* [EXTRAIT SOURCE]:

« Course contre la faim » : ou comment faire une bouchée de la neutralité scolaire sous couvert d’action humanitaire
La neutralité du service public de l’éducation, qui s’en soucie ? Elle est de plus en plus mise à mal par d’astucieux stratagèmes avec la complicité des personnels de direction sans que, sauf exception, les professeurs eux-mêmes s’en offusquent. Il faut, en effet, une exception pour qu’on en ait connaissance, comme au collège Félix-Buhot de Valognes dans la Manche.
Un professeur, M. Jean-Pierre Ponthus, s’est ému d’apprendre que le conseil d’administration de son établissement avait, le 20 novembre 2008, « autorisé la participation des élèves volontaires à la « Course contre la faim » du 15 mai 2009 » et confirmé cette décision le 3 mars 2009.
« Une course contre la faim » pour collecter des fonds
À première vue, qu’est-ce qui peut bien indisposer un professeur quand son collège s’investit dans une action humanitaire aussi généreuse que la lutte contre la faim, sauf à avoir un cœur de pierre ? C’est la force de ces entreprises prétendument philanthropiques que de masquer parfois leur affairisme sous les oripeaux du « leurre d’appel humanitaire » si facilement confondu avec l’authentique appel humanitaire auquel nul ne saurait rester insensible sans nier sa propre humanité. Sous le prétexte consensuel d’éduquer les élèves à la solidarité, l’École est un terrain de choix pour le leurre d’appel humanitaire, d’autant qu’elle se garde bien d’en analyser la perversité dans ses programmes : on se souvient encore, par exemple, de l’ignoble campagne « Riz pour la Somalie » du 20 octobre 1992, organisée par MM. Lang et Kouchner, alors respectivement ministre de l’Éducation nationale et ministre de la santé et à l’action humanitaire (1)
Cette fois-ci, c’est une ONG, « Action contre la faim », qui s’est introduite au collège Félix-Buhot pour collecter des fonds à l’aide d’une idée ingénieuse. Le principal lui a donné tout loisir de venir, pendant les heures de cours, vanter auprès des élèves une manifestation de son cru : il s’agissait de les inciter à participer à « une course contre la faim ». Quoi de plus admirable ? Mais qu’est-ce à dire ? Dans une brochure nommée « Passeport » qui leur a été distribuée, avec encart publicitaire de remerciement au Crédit Agricole à la philanthropie bien connue, qui l’a financé, il est demandé à l’élève de se trouver des « sponsors » qui acceptent de lui verser des sommes d’argent - 1, 2, 3 Euros ou plus - par kilomètre qu’il s’efforcera de parcourir. Une fiche doit recenser le nom des « sponsors » avec les références des chèques versés. Les professeurs sont mis à contribution pour servir d’intermédiaire, collecter les chèques et les remettre à « Action contre la faim ». La course aura lieu vendredi prochain, 15 mai 2009, en matinée.

* [CONSIGNE ÉCRITE A]: Consignez à l'identique le passage de l'extrait sur la « Course contre la faim » qui va de « Un professeur, M. » jusqu'à « 3 mars 2009. ».

* [ENTRÉES FOURNIES]:
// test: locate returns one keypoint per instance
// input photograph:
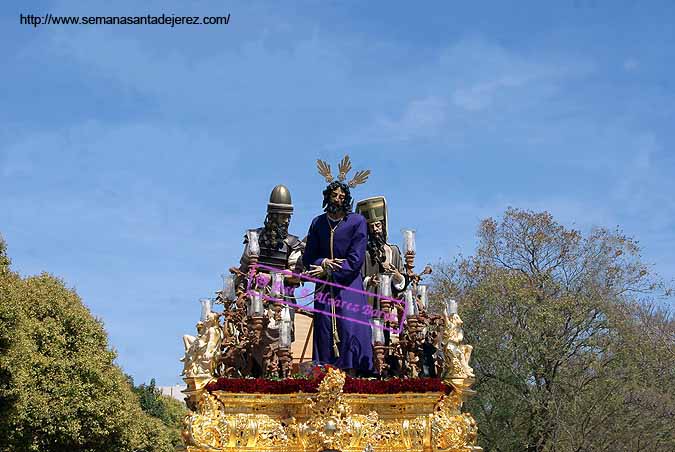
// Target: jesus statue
(335, 251)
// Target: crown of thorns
(360, 177)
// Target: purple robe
(349, 243)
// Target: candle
(277, 285)
(451, 307)
(408, 240)
(253, 245)
(384, 289)
(206, 308)
(410, 304)
(228, 287)
(255, 307)
(422, 295)
(378, 332)
(285, 328)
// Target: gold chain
(336, 337)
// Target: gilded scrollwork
(332, 420)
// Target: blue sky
(132, 158)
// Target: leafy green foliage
(59, 387)
(570, 355)
(168, 410)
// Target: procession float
(388, 370)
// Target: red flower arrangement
(311, 384)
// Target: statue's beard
(334, 208)
(375, 248)
(274, 234)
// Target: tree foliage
(167, 409)
(570, 354)
(59, 387)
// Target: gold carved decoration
(331, 420)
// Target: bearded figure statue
(382, 257)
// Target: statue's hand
(316, 271)
(333, 264)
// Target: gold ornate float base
(329, 421)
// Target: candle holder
(410, 303)
(384, 290)
(379, 359)
(423, 297)
(409, 250)
(229, 287)
(206, 308)
(285, 358)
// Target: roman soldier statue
(335, 249)
(381, 257)
(278, 248)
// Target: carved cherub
(457, 355)
(201, 351)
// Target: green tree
(167, 409)
(570, 354)
(59, 387)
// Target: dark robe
(349, 243)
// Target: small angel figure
(201, 351)
(456, 354)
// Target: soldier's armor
(277, 257)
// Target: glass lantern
(423, 296)
(410, 303)
(408, 241)
(255, 306)
(378, 331)
(206, 308)
(253, 244)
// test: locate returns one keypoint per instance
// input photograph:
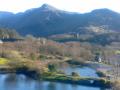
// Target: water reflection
(21, 82)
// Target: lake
(22, 82)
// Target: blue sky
(81, 6)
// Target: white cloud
(68, 5)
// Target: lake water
(21, 82)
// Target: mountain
(48, 20)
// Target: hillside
(47, 21)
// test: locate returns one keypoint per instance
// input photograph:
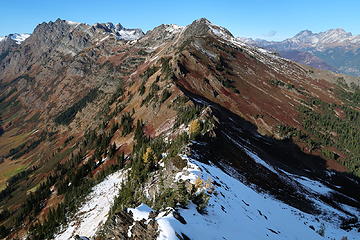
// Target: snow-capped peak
(18, 38)
(120, 32)
(72, 23)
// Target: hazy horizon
(270, 20)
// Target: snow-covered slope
(236, 211)
(18, 38)
(120, 32)
(307, 39)
(94, 212)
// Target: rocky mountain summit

* [CONSIGNE ÉCRITE B]: Relevez chaque ligne des entrées qui contient la chaîne « mountain ».

* [CORRIGÉ A]:
Un professeur, M. Jean-Pierre Ponthus, s’est ému d’apprendre que le conseil d’administration de son établissement avait, le 20 novembre 2008, « autorisé la participation des élèves volontaires à la « Course contre la faim » du 15 mai 2009 » et confirmé cette décision le 3 mars 2009.

* [CORRIGÉ B]:
// Target: mountain
// Target: rocky mountain summit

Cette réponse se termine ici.